▶ **GIVEN EXERCISE**:
Reproduce the material below, swapping every "white goal post" for "soccer goal" and leaving everything else as it is. Omit the pictures from your answer.

(Named object pointing material)
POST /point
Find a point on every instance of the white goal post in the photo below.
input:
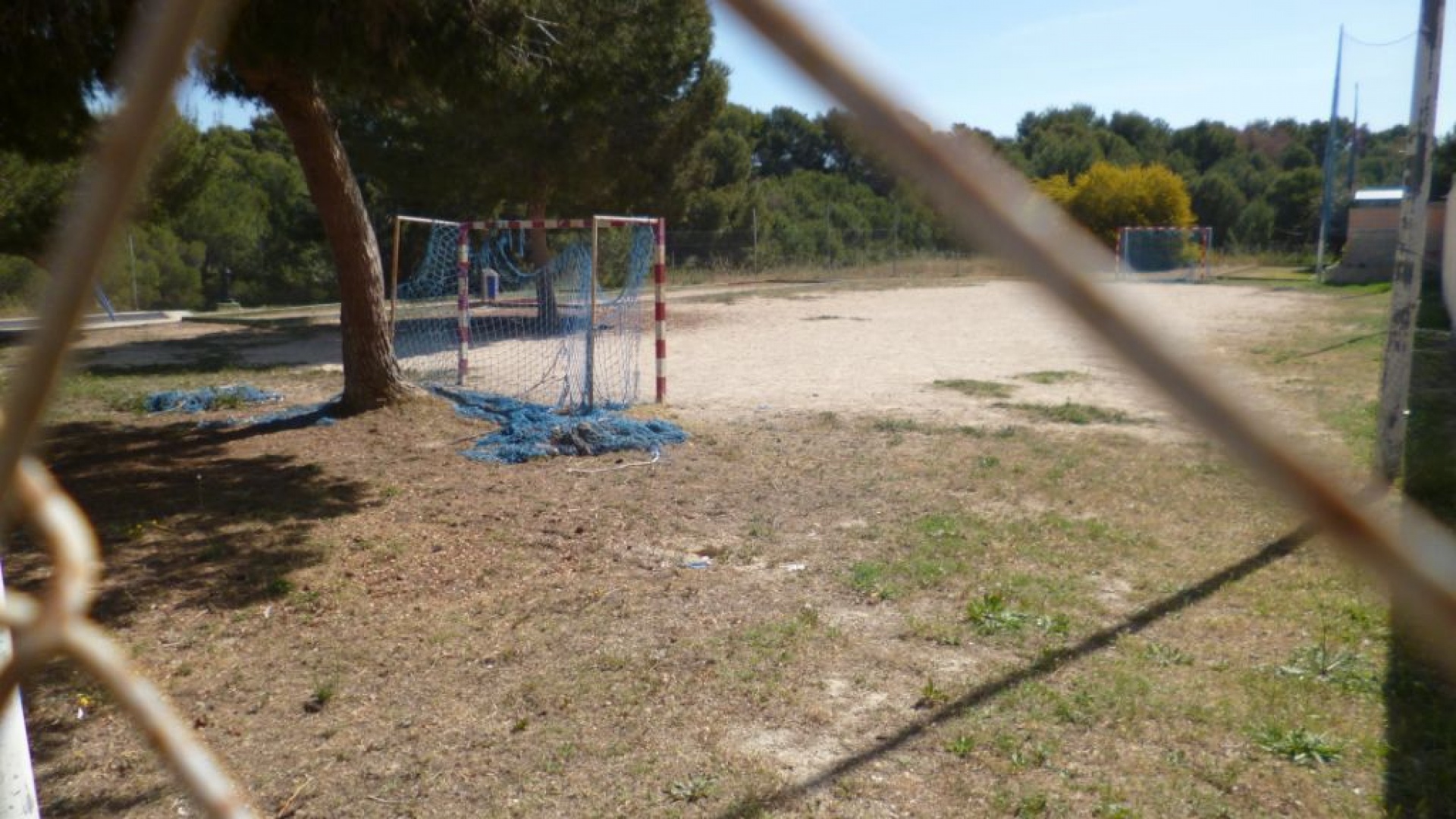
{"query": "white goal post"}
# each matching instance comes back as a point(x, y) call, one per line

▶ **EXERCISE ANSWER**:
POST /point
Find a point on every instance of the soccer goal in the photo below.
input:
{"query": "soccer goal"}
# each matching instance comes back as a point(x, y) call, one per line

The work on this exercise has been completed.